I convinced myself that a viable way to measure timestamps between a
request packet and its response packet can be the difference between two
Intel rdtsc calls

The restrictions to valid use include:

   - RTT (time difference) must be calculated on the same CORE
   - fencing instructions (lfence) could be required

The time difference is OK provided,

   - it delivers at least microsecond resolution (rdtsc does)
   - the difference is always positive (end-start) or zero
   - the details of whether the clock runs or does not run at the processor
   speed is not material so long as there's sufficient resolution
   - DPDK gives me the frequency rte_rdtsc_cycles(); this way I can convert
   from a rdtsc difference to elapsed time
   - The OS doesn't reset the counter or pause it for interrupts or on halts

I think rdtsc does all this. But then I read [1]:

   - The TSC is not always invariant
   - And of course context switches (if a thread is not pinned to a core)

--

SHORT TASK
Could you retype, word for word, the stretch of the rdtsc timing post from "The restrictions to" through "resolution (rdtsc does)"? The material that follows has nothing to do with the post on timing packets with rdtsc.

MATERIAL
--

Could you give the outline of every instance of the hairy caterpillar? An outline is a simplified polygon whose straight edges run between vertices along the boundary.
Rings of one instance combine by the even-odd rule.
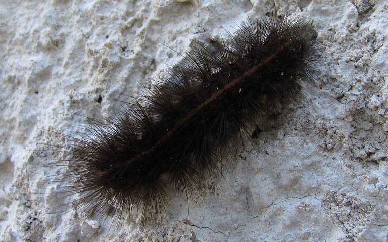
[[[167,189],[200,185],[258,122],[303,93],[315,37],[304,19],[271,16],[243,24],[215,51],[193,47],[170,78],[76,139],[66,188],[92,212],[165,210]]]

--

REPLY
The restrictions to valid use include:

   - RTT (time difference) must be calculated on the same CORE
   - fencing instructions (lfence) could be required

The time difference is OK provided,

   - it delivers at least microsecond resolution (rdtsc does)